Start Material for the task

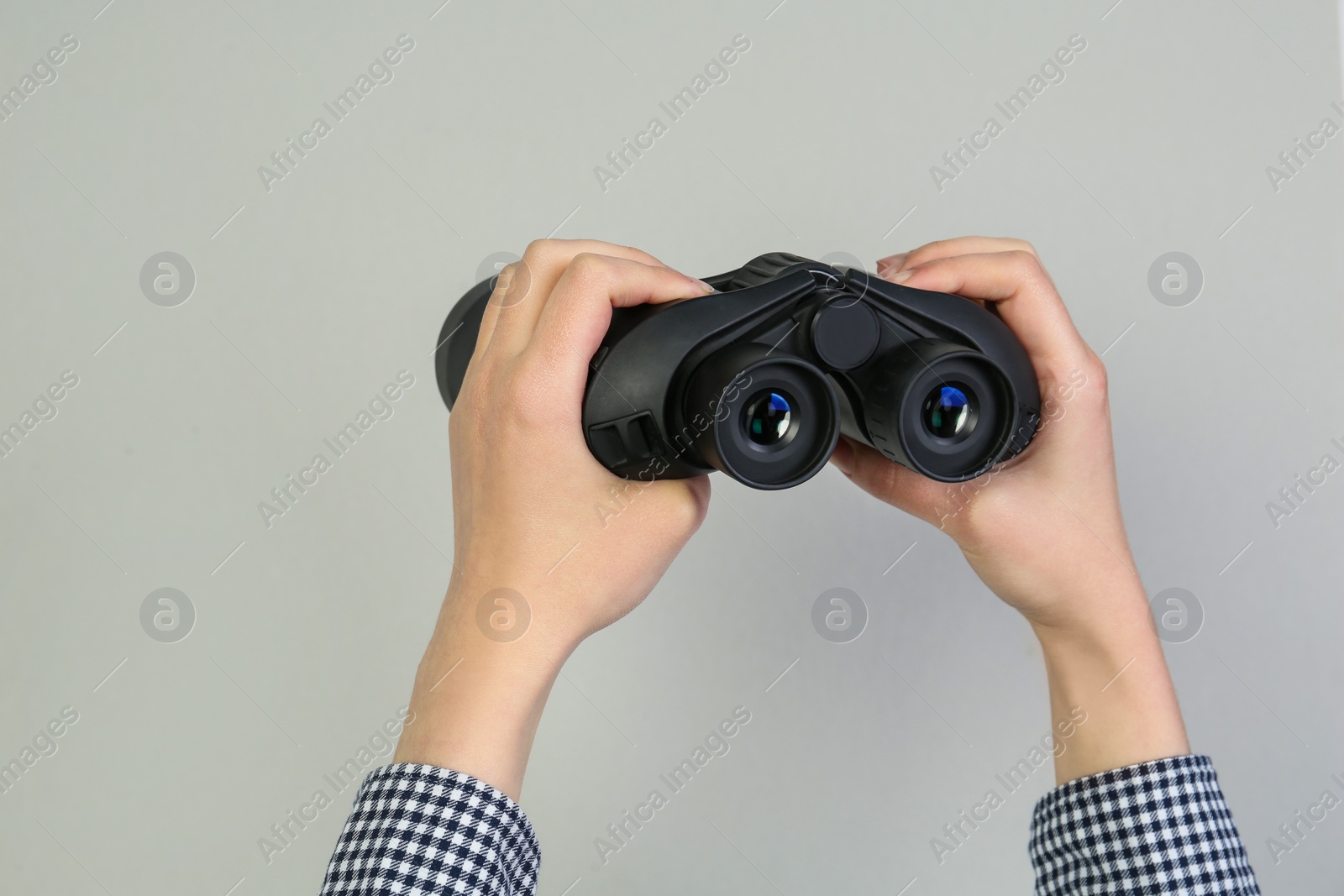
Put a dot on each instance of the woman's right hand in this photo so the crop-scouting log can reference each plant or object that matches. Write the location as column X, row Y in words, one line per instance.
column 1045, row 530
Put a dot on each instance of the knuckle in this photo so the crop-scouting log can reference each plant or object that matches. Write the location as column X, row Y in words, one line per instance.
column 528, row 398
column 589, row 269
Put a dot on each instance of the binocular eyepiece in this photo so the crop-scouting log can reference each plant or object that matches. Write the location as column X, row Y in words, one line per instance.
column 759, row 379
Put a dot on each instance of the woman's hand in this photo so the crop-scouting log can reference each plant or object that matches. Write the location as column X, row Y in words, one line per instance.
column 548, row 542
column 1045, row 530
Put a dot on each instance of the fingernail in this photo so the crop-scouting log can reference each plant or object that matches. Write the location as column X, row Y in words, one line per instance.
column 843, row 456
column 891, row 261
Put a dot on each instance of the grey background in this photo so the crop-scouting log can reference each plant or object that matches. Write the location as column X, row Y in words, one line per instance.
column 313, row 296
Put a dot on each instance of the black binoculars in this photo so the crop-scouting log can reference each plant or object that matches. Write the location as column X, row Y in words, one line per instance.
column 761, row 378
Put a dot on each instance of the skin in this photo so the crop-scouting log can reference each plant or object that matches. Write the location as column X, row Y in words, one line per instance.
column 1043, row 531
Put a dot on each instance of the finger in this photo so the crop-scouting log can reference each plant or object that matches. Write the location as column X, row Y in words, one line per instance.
column 578, row 312
column 512, row 312
column 889, row 481
column 511, row 275
column 1025, row 297
column 951, row 248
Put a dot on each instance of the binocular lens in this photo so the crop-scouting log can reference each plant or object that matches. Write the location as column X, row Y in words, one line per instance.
column 768, row 418
column 768, row 422
column 951, row 410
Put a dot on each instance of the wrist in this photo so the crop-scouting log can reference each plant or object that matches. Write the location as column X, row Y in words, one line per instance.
column 1112, row 671
column 480, row 691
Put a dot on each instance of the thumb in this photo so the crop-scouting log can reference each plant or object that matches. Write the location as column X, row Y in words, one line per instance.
column 889, row 481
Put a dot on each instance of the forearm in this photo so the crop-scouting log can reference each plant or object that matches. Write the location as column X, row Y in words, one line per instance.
column 1112, row 668
column 477, row 701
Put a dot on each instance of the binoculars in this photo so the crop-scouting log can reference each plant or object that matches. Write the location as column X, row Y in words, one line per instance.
column 759, row 378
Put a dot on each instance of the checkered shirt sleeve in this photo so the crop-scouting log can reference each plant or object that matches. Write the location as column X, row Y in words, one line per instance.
column 1155, row 828
column 418, row 831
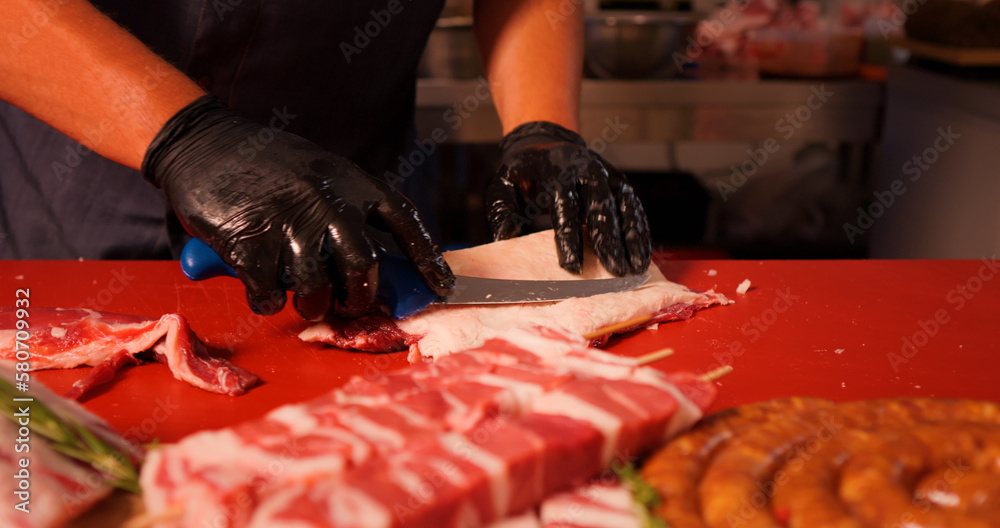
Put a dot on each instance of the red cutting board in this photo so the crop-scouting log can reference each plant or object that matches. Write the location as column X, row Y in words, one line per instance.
column 833, row 329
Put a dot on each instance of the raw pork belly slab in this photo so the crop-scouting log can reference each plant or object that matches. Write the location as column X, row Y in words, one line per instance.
column 70, row 338
column 440, row 329
column 503, row 426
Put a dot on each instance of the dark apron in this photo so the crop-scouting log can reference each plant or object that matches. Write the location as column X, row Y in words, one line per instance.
column 341, row 74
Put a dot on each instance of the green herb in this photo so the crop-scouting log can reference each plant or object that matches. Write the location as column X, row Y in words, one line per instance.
column 645, row 495
column 73, row 440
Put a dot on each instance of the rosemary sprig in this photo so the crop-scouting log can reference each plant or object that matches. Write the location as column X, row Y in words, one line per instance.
column 73, row 440
column 645, row 495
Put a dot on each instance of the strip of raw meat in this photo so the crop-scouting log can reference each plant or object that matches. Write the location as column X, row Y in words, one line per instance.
column 69, row 338
column 553, row 450
column 225, row 474
column 58, row 488
column 592, row 506
column 441, row 329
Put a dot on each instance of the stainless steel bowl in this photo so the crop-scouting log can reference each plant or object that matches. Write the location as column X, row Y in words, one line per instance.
column 451, row 51
column 636, row 44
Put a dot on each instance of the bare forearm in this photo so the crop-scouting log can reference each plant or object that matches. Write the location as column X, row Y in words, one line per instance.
column 72, row 67
column 533, row 55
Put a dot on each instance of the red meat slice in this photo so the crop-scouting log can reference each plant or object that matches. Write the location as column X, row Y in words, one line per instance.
column 70, row 338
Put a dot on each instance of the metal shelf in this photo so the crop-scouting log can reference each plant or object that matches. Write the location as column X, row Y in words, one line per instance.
column 657, row 111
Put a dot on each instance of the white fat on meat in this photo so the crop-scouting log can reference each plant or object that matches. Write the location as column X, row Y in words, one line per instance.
column 443, row 329
column 495, row 468
column 596, row 505
column 562, row 404
column 687, row 413
column 68, row 338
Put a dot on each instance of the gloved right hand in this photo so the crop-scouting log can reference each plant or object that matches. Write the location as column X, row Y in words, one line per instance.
column 290, row 216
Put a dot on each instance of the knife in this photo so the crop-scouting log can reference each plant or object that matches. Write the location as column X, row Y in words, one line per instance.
column 404, row 292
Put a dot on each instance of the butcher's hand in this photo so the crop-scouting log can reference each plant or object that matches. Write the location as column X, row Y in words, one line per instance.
column 285, row 213
column 548, row 168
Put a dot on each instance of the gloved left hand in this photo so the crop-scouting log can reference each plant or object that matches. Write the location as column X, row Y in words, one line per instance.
column 548, row 168
column 290, row 215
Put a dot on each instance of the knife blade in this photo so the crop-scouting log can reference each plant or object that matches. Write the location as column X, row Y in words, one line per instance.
column 405, row 294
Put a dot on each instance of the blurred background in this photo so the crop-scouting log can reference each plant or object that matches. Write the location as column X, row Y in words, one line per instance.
column 761, row 128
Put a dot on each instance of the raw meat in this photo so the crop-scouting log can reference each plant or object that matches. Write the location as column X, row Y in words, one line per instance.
column 69, row 338
column 595, row 505
column 441, row 329
column 58, row 488
column 503, row 418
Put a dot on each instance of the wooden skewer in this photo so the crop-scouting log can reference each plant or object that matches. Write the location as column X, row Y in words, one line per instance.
column 646, row 359
column 713, row 375
column 610, row 329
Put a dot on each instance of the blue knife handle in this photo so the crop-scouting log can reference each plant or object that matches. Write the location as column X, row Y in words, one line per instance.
column 399, row 284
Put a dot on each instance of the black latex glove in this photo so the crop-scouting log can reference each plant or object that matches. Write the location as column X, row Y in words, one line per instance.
column 285, row 213
column 547, row 168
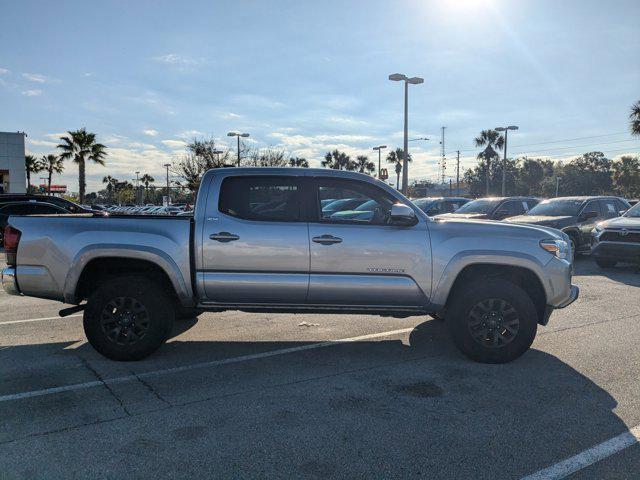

End Material for the task

### Short problem
Arrange the lines above into a Markdown table with the columns "Row" and "Line," numbering each row and skipping any blank lines. Leave the pictures out of the table.

### The output
| Row | Line |
|---|---|
| 1 | Put a dot on each instance of the woman's right hand in this photo so the crop-scouting log can reference each plant or object that matches. Write the location as column X, row Y in words, one line per instance. |
| 2 | column 1045, row 530 |
| 3 | Put a dot on each instance of the knuckle in this photo so the crop-scouting log can reference each plant or object that matches. Write the location as column X, row Y in words, one line per instance. |
| 4 | column 528, row 398 |
| 5 | column 589, row 269 |
| 6 | Put a dot on each instance of the binocular eyepiece in this photo so the crop-scouting log can reference each plant or object that matches. Write the location as column X, row Y in words, one line per instance. |
| 7 | column 759, row 379 |
| 8 | Put a dot on each instance of the woman's hand in this photo so the crop-scouting log can reference each plant or object that matches. Write the location as column X, row Y in words, one line per instance. |
| 9 | column 548, row 542 |
| 10 | column 1045, row 530 |
| 11 | Put a dot on each instance of the fingernail in this photo so the crop-scouting log can reference each plant or object that matches. Write the location as column X, row Y in words, one line per instance. |
| 12 | column 843, row 456 |
| 13 | column 891, row 261 |
| 14 | Put a dot on each instance of the grey background in this photo so the crop-scouting log can reference each plant or object that matches. Write the location as column X, row Y in words, one line per instance. |
| 15 | column 313, row 296 |
| 16 | Put a dot on each instance of the black binoculars in this photo so the crop-scouting log can reference each plant or object that matches. Write the location as column X, row Y in words, one line per instance. |
| 17 | column 761, row 378 |
| 18 | Put a dot on each instance of the skin in this photo so the crop-scouting log can reference each plant or object that matches. Write the location as column X, row Y in words, one line per instance. |
| 19 | column 1043, row 531 |
| 20 | Put a dot on each instance of the finger in this photo so the crop-scouting log can reference each plant or object that matches. Write the location as column X, row Y in words, one line per instance. |
| 21 | column 578, row 312 |
| 22 | column 512, row 312 |
| 23 | column 889, row 481 |
| 24 | column 511, row 275 |
| 25 | column 1025, row 297 |
| 26 | column 951, row 248 |
| 27 | Put a dot on each instance of the binocular lens in this photo so the crop-scouting log can reference each plant or object that matches. Write the location as column X, row Y in words, one line per instance. |
| 28 | column 768, row 418 |
| 29 | column 768, row 422 |
| 30 | column 951, row 410 |
| 31 | Put a dot on each instance of the wrist in this photo so the crop-scouting log can reference each plant or object that matches. Write the location as column X, row Y in words, one line per instance. |
| 32 | column 1112, row 671 |
| 33 | column 480, row 691 |
| 34 | Put a dot on each instance of the thumb in this photo so the crop-scouting log can reference each plant or object that matches. Write the location as column X, row Y in words, one line per instance. |
| 35 | column 889, row 481 |
| 36 | Put a dot on each instance of the forearm in this photo so the crop-scouting log can reference each plant or object that matches. Write the location as column X, row Y in words, one line per instance. |
| 37 | column 1112, row 668 |
| 38 | column 477, row 701 |
| 39 | Put a dot on each instance of the binoculars in this photo so the crop-scouting log can reference each plant or object that matches. Write the location as column X, row Y in words, one line per instance. |
| 40 | column 759, row 378 |
| 41 | Put a dot on each instance of the checkered shirt sleeve in this photo so the crop-scouting log can reference each plant or object that matches. Write the location as column X, row Y in words, one line per instance. |
| 42 | column 1155, row 828 |
| 43 | column 418, row 831 |
| 44 | Put a dot on each instance of the red cutting board in this photo so the crop-scouting log can reference each plant or object that matches. Write the location as column X, row Y in words, one line per instance. |
| 45 | column 833, row 329 |
| 46 | Put a dot on each instance of the raw pork belly slab in this photo so the crop-scouting log can reference each plant or object that matches. Write the location as column X, row Y in words, one line per instance. |
| 47 | column 70, row 338 |
| 48 | column 440, row 329 |
| 49 | column 503, row 426 |
| 50 | Put a dot on each instance of the dark apron in this photo so the crop-scouting log can reference each plant or object that matches. Write the location as column X, row Y in words, one line per instance. |
| 51 | column 341, row 74 |
| 52 | Put a dot on each instance of the green herb in this photo so the crop-scouting log can reference each plant or object that matches. Write the location as column X, row Y in words, one line per instance. |
| 53 | column 645, row 495 |
| 54 | column 73, row 440 |
| 55 | Put a dot on each instance of the rosemary sprig in this photo so the crop-scouting log can reference each plant or object that matches. Write the location as column X, row Y in words, one line per instance. |
| 56 | column 73, row 440 |
| 57 | column 645, row 495 |
| 58 | Put a dot on each instance of the strip of raw meat in this photo so the crop-scouting log can reference each plant or object that matches. Write the location as column X, row Y in words, one line per instance. |
| 59 | column 69, row 338 |
| 60 | column 553, row 450 |
| 61 | column 225, row 474 |
| 62 | column 58, row 488 |
| 63 | column 592, row 506 |
| 64 | column 441, row 329 |
| 65 | Put a dot on each instance of the stainless steel bowl in this photo so the crop-scouting log can reference each plant or object that matches. Write the location as column X, row Y in words, one line per instance. |
| 66 | column 451, row 51 |
| 67 | column 636, row 44 |
| 68 | Put a dot on each instance of the bare forearm in this photo so the crop-scouting log can reference each plant or object that matches. Write the location as column X, row Y in words, one line per instance. |
| 69 | column 72, row 67 |
| 70 | column 533, row 55 |
| 71 | Put a dot on each instance of the red meat slice in this photo so the crop-scouting log can reference each plant or object that matches. Write the location as column X, row Y in words, one line per instance. |
| 72 | column 70, row 338 |
| 73 | Put a dot on each instance of the metal shelf in this photo so the crop-scouting log can reference each plant or object that matches. Write the location as column X, row Y in words, one line per instance. |
| 74 | column 657, row 111 |
| 75 | Put a dot on each instance of the white fat on meat in this photo so the crop-scouting log can reference each plant or object that matches. Write the location as column X, row Y in words, one line per instance. |
| 76 | column 443, row 329 |
| 77 | column 495, row 468 |
| 78 | column 596, row 505 |
| 79 | column 562, row 404 |
| 80 | column 687, row 413 |
| 81 | column 68, row 338 |
| 82 | Put a dot on each instance of the gloved right hand in this photo so the crop-scouting log can reference each plant or object that matches. Write the location as column X, row Y in words, one line per instance. |
| 83 | column 290, row 216 |
| 84 | Put a dot on each instance of the knife in this photo so the crop-scouting log can reference each plant or object that matches. Write the location as column X, row Y in words, one line per instance. |
| 85 | column 404, row 292 |
| 86 | Put a dot on each instance of the butcher's hand in this photo so the crop-scouting log can reference each plant or object that matches. Write the location as column X, row Y in words, one line per instance. |
| 87 | column 285, row 213 |
| 88 | column 548, row 168 |
| 89 | Put a dot on each instance of the gloved left hand in this photo so the crop-scouting log can reference each plant or object that matches. Write the location as column X, row Y in words, one line per instance. |
| 90 | column 548, row 168 |
| 91 | column 290, row 215 |
| 92 | Put a dot on each instance of the knife blade in this photo so the crop-scouting log can reference each plant or object that matches. Write the location as column X, row Y in words, one line per instance. |
| 93 | column 405, row 294 |
| 94 | Put a dot on each instance of the blurred background in this photo so the crop-scouting log can reference each plant or object that matches. Write the location as column X, row Y in words, one line per instance. |
| 95 | column 761, row 128 |
| 96 | Put a dot on each instance of the raw meat in this photo so the crop-scouting log can reference each plant or object that matches. Write the location as column X, row Y in words, one line per instance. |
| 97 | column 69, row 338 |
| 98 | column 595, row 505 |
| 99 | column 441, row 329 |
| 100 | column 58, row 488 |
| 101 | column 503, row 418 |
| 102 | Put a dot on each instance of the wooden skewer in this photo so the crop-scouting log can reference each plant or object that matches. Write the location as column X, row Y in words, one line per instance. |
| 103 | column 646, row 359 |
| 104 | column 713, row 375 |
| 105 | column 610, row 329 |
| 106 | Put a dot on each instance of the blue knife handle in this photo so the crop-scouting log can reference each plant or object that matches. Write the location as column X, row Y in words, one line per instance. |
| 107 | column 399, row 284 |
| 108 | Put a dot on each instance of the black latex glove in this photo so the crop-scouting log can reference each plant or object that matches. Write the location as column X, row Y in words, one line per instance. |
| 109 | column 285, row 213 |
| 110 | column 547, row 168 |